§ **What is needed**: Print all of the data exactly, with no line missing.

Saved entries
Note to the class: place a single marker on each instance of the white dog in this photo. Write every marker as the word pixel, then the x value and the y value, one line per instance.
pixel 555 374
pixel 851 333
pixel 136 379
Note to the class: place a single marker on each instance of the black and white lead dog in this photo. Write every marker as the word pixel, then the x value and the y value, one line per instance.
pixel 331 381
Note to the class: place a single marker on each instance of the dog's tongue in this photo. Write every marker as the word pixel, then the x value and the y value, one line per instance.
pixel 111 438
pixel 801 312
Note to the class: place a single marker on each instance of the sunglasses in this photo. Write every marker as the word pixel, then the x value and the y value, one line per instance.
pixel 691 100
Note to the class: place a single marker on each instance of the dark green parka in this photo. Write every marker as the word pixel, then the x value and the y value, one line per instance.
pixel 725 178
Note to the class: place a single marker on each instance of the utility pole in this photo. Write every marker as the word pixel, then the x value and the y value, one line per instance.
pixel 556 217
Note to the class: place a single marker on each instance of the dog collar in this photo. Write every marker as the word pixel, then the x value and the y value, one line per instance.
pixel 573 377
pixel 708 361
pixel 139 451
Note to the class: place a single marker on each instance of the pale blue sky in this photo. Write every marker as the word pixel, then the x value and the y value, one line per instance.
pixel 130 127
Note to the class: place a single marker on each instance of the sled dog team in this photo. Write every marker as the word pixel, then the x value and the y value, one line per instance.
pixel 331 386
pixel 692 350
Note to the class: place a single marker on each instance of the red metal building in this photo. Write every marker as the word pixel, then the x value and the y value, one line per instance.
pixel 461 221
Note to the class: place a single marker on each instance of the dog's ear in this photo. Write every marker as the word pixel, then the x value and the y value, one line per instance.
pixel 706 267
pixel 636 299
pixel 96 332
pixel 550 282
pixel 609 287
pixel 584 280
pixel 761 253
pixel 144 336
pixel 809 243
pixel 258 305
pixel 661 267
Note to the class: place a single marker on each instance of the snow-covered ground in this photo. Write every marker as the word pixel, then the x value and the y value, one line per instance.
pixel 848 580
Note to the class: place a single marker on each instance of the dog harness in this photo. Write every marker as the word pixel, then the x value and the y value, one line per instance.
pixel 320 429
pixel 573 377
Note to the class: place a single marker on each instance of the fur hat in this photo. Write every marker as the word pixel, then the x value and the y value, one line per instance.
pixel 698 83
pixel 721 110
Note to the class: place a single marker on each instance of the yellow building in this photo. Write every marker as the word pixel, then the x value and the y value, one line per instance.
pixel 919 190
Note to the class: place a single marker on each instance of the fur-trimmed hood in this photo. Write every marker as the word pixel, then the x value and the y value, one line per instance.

§ **Result**:
Note to the class: place a single marker on each instance of the white dog in this photo. Write every marker as the word pixel, then the x value and the y value, one line per instance.
pixel 555 374
pixel 851 333
pixel 136 379
Note to the class: place a single marker on each instance of the black and white lead dog in this photo. Write every marker as the word pixel, then the x value and the y value, one line per instance.
pixel 331 381
Note to the class: place a single marker on each instance of the dog's tongue in this photo. Write every marker as the word pixel, then the x value and the y value, one line per instance.
pixel 111 438
pixel 801 312
Note to the class: place a single marker on each instance of the sunglasses in this photo. Write every marker as the word pixel, then the x value and the y value, one line per instance.
pixel 691 100
Note to the class: place a single marker on each instance of the dark green parka in this photo. Write every marker as the word pixel, then the x value and the y value, one line per instance.
pixel 725 178
Note to the class: place a single marker on each instance of the utility pole in this photo. Write every marker as the word pixel, then the x value and the y value, one line per instance.
pixel 556 217
Note to the class: place a single marker on each instance of the dog collar in this photo. Write every marker as the word pixel, then the x value and the y value, one line per instance.
pixel 573 377
pixel 708 361
pixel 139 451
Note to the class: place a single marker on each instance of the pale blue sky in this photo. Write every marker as the word pixel, then the x value and the y value, one line per instance.
pixel 130 127
Note to the class: place a single marker on each instance of the sled dog team in this photo. Write every marker as the word pixel, then the x value and the y value, one line per instance.
pixel 331 386
pixel 692 350
Note to the class: place a single marker on each instance of the red metal building in this photo. Write every marker as the word pixel, then the x value and the y value, one line per instance.
pixel 461 221
Note to the class: place a single marker on each instance of the dog's ear in this photo. Write every marker as the word pixel, then the x value and the y value, one line per instance.
pixel 706 267
pixel 636 299
pixel 96 332
pixel 550 282
pixel 609 287
pixel 584 280
pixel 761 253
pixel 144 336
pixel 809 243
pixel 258 305
pixel 661 267
Note to the class: place a single marker on each instance of the snow-covered ground in this photo. Write every marker as the word pixel, then the x value and the y value, one line per instance.
pixel 848 580
Note to the class: place a single marker on each instance of the dog harness in this photo. Write every marker as the word pixel, then the x value and the y value, one line per instance.
pixel 320 429
pixel 573 377
Note to the class: place a single marker on each instance of the fur hat in this photo. Write every marker as the word pixel, then the x value and the y value, one line per instance.
pixel 698 83
pixel 721 110
Note to the class: place a single marker on each instance of the yellow building in this photo. Write every marker as the word pixel, then the x value and the y value, one line per instance.
pixel 919 190
Note to the class: place a single marker on each instance of the fur-trimmed hood in this photo. Write every marker as the word pixel, then the x value and the y value, one line per instance.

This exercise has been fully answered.